> Given instruction a:
Copy out the Day 54 travel entry word for word, in full.
>> START Given passage
Day 54 – 26th May, 2022

Today, I’ve decided to walk some of the Regent’s Canal. I could have caught the London Underground directly to somewhere like St. Pancras. Instead, I decided to take an around about way. I made my way to Aldgate London Underground station and caught a train to Finchley Road station. A short walk up Finchley Road, I came to Finchley Road & Frognal station. This station serves both the London Underground and the London Overground. I entered the station and caught a train to Camden Road.

Finchley Road & Frognal (10:02)
London Overground
0:09 (212:52)
Camden Road (10:11)
2N18
4.3 km (19670.4 km)

Even though the distance is only just over 4 kilometres distance between Finchley Road & Frognal and Camden Road, it still took just shy of 10 minutes. This can be due to three station stops between them. The train is a class 378. In line with most trains serving suburban London, they have longitudinal seating. This is to allow as much capacity as possible.
>> END Given passage
>> START Task material
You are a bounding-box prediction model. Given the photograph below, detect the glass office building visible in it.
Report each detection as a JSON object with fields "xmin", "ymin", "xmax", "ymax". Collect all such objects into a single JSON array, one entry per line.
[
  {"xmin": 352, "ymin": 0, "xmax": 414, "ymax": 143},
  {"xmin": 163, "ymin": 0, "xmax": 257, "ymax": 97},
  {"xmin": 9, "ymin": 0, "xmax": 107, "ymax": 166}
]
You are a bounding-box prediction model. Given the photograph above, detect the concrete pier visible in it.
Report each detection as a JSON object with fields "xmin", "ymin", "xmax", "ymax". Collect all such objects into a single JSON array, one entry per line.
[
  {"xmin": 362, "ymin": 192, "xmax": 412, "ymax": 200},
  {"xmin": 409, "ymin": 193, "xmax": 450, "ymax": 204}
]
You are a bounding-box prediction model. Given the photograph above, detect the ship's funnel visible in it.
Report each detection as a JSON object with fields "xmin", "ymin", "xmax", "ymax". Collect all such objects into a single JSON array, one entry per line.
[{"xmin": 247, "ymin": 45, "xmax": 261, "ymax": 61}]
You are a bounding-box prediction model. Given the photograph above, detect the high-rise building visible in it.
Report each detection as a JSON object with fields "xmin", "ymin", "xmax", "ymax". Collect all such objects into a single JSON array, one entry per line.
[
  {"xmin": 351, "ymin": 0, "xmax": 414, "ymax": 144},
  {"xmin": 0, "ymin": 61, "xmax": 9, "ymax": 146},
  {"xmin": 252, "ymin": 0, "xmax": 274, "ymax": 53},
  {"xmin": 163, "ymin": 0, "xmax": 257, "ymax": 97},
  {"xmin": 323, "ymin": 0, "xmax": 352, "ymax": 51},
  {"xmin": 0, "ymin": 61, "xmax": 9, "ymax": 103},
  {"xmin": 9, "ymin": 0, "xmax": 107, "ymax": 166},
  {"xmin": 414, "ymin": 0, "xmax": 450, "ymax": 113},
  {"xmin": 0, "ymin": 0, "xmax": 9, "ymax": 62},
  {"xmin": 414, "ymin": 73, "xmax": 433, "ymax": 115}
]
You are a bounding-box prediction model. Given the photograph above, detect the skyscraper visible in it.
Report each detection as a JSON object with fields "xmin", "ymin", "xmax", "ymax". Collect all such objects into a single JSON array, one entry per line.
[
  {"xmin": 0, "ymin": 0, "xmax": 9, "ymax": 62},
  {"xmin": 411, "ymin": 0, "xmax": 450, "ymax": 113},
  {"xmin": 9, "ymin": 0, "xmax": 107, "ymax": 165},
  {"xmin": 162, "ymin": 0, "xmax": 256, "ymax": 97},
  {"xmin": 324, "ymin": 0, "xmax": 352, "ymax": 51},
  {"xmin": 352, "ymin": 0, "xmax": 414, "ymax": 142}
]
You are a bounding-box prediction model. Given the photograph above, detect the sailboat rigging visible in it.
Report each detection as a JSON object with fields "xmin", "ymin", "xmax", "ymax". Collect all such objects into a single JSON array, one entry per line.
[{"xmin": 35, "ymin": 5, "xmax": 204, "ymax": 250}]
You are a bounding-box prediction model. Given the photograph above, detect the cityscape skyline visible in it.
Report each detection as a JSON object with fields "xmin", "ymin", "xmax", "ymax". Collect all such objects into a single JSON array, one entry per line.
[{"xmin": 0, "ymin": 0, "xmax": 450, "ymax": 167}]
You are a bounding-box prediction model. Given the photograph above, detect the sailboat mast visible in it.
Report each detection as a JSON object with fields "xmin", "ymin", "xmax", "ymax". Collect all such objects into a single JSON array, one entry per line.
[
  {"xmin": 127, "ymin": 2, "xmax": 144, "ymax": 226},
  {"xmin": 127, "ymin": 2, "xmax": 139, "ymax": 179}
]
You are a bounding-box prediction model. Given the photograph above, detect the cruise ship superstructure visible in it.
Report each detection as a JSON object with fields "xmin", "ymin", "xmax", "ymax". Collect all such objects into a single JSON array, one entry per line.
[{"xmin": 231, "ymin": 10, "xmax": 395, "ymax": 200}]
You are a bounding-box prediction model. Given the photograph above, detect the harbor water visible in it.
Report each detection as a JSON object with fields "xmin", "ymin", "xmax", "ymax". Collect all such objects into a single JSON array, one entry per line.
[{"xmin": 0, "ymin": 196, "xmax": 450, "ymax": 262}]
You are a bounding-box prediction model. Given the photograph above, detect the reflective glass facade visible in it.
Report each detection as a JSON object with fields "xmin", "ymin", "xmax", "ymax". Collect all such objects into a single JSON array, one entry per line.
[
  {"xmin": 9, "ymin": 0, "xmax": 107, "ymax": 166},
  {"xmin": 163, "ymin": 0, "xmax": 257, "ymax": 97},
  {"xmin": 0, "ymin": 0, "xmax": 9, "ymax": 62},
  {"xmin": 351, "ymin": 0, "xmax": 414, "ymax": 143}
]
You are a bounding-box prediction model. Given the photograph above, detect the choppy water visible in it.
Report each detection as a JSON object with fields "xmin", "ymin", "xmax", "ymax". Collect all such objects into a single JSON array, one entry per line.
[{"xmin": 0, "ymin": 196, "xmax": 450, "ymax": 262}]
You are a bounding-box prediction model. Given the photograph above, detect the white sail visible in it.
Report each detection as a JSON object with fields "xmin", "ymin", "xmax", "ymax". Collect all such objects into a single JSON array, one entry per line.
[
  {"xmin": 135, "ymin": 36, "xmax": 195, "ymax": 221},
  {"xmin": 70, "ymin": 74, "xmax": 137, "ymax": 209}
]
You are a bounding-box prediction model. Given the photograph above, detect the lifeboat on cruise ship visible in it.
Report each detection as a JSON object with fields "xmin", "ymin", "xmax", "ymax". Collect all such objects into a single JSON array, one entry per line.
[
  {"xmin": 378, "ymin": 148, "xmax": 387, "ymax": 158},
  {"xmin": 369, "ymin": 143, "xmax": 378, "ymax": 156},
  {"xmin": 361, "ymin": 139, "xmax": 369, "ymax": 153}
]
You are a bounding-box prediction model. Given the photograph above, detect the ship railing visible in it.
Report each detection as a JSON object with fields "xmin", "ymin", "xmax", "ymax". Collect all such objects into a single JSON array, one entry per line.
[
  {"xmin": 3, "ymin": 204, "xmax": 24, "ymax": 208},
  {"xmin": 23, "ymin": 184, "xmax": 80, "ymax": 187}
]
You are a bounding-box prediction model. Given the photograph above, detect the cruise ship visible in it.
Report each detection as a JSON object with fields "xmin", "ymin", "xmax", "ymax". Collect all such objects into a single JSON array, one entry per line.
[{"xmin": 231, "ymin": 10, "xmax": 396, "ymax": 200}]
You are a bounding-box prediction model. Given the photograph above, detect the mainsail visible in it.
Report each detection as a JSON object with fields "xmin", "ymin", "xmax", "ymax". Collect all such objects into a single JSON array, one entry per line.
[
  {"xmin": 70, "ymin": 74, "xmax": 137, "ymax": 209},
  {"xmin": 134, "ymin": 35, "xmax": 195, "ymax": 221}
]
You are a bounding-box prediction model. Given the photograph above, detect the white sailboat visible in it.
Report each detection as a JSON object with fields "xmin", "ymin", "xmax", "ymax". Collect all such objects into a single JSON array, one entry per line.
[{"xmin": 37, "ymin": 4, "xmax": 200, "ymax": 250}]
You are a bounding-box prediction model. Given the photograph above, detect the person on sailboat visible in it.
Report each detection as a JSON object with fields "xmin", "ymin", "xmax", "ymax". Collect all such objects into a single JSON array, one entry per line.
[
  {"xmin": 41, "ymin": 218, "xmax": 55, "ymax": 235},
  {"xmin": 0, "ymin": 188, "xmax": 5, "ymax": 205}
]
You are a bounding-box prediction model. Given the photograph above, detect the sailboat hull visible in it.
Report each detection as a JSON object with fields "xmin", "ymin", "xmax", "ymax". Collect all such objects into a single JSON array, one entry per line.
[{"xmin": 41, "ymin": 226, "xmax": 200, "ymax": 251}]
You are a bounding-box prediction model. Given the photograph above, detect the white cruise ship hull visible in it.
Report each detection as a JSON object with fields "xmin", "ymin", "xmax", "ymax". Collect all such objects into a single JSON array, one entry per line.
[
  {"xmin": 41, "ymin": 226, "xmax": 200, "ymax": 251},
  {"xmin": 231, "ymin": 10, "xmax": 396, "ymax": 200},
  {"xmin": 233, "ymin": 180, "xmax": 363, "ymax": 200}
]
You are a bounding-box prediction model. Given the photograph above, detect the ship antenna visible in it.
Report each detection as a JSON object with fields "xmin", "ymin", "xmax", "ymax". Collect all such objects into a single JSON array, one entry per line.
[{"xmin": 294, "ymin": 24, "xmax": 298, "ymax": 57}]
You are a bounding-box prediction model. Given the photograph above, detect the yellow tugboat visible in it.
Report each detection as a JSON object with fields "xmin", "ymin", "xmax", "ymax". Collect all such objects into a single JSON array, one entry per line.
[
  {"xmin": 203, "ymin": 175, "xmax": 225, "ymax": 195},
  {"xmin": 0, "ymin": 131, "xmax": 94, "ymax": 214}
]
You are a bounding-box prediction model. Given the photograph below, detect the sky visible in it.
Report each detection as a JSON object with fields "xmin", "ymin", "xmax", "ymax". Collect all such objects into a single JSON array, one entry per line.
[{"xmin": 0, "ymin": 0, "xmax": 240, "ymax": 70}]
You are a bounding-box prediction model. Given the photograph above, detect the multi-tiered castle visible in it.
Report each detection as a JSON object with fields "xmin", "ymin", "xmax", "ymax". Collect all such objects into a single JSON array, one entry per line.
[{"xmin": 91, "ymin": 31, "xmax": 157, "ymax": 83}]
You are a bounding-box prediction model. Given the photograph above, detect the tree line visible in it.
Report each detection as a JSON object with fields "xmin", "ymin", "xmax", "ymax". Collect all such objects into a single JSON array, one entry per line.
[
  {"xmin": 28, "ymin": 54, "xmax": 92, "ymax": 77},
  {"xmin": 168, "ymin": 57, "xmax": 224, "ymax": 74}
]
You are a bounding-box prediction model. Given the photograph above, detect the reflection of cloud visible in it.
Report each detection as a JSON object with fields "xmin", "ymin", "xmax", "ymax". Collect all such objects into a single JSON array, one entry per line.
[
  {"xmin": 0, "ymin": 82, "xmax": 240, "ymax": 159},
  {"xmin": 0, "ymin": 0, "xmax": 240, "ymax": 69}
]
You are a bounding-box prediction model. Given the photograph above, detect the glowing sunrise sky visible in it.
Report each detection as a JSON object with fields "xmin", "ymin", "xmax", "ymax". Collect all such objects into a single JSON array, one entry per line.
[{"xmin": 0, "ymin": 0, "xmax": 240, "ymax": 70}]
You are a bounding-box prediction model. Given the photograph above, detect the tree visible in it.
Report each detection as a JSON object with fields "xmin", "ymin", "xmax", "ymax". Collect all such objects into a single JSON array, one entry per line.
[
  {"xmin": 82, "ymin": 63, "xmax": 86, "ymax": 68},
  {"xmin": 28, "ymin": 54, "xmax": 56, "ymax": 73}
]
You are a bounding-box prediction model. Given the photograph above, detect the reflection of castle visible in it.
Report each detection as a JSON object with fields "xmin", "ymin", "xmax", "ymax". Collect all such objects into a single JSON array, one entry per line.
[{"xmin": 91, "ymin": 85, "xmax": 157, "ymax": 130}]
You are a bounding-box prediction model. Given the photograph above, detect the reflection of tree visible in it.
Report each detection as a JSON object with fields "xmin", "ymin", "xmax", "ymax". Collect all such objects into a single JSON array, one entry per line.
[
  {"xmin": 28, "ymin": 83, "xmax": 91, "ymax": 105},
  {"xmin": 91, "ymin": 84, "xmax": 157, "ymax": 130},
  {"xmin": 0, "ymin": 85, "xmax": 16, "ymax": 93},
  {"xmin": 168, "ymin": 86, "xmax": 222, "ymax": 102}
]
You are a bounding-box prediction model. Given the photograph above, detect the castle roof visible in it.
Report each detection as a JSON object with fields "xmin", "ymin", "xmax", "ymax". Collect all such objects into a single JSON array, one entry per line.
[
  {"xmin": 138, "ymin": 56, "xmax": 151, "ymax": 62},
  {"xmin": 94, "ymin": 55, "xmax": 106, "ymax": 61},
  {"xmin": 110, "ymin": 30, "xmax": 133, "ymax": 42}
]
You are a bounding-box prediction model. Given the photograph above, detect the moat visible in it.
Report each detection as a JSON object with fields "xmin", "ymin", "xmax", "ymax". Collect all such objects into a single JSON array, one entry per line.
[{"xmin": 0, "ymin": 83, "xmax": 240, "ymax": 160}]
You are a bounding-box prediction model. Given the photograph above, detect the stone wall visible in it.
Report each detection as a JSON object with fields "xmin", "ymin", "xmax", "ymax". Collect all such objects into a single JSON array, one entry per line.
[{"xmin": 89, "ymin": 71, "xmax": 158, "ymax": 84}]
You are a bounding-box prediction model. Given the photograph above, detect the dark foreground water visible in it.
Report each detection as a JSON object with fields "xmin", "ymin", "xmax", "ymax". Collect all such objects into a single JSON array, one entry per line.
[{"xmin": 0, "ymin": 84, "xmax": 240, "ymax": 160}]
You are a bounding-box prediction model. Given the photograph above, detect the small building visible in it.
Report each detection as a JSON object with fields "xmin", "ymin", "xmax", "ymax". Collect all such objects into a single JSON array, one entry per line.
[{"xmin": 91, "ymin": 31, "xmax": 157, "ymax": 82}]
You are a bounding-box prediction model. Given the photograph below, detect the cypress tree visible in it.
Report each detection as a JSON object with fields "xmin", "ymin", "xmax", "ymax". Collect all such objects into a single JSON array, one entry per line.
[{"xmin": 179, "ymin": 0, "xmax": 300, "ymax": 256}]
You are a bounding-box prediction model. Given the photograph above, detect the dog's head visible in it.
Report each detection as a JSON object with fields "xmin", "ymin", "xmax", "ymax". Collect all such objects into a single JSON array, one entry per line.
>> END Task material
> Given instruction b:
In the records, take the lines starting with the line that contains "head visible in it." and going on through the end of the records, and rewrite them with "dog's head" replaced by "dog's tail" and nothing else changed. Return only those lines.

> Task result a:
Day 54 – 26th May, 2022

Today, I’ve decided to walk some of the Regent’s Canal. I could have caught the London Underground directly to somewhere like St. Pancras. Instead, I decided to take an around about way. I made my way to Aldgate London Underground station and caught a train to Finchley Road station. A short walk up Finchley Road, I came to Finchley Road & Frognal station. This station serves both the London Underground and the London Overground. I entered the station and caught a train to Camden Road.

Finchley Road & Frognal (10:02)
London Overground
0:09 (212:52)
Camden Road (10:11)
2N18
4.3 km (19670.4 km)

Even though the distance is only just over 4 kilometres distance between Finchley Road & Frognal and Camden Road, it still took just shy of 10 minutes. This can be due to three station stops between them. The train is a class 378. In line with most trains serving suburban London, they have longitudinal seating. This is to allow as much capacity as possible.

> Task result b:
You are a bounding-box prediction model. Given the photograph above, detect the dog's tail visible in it.
Report each detection as a JSON object with fields "xmin", "ymin", "xmax", "ymax". Collect all such objects into a single JSON array, one entry per line.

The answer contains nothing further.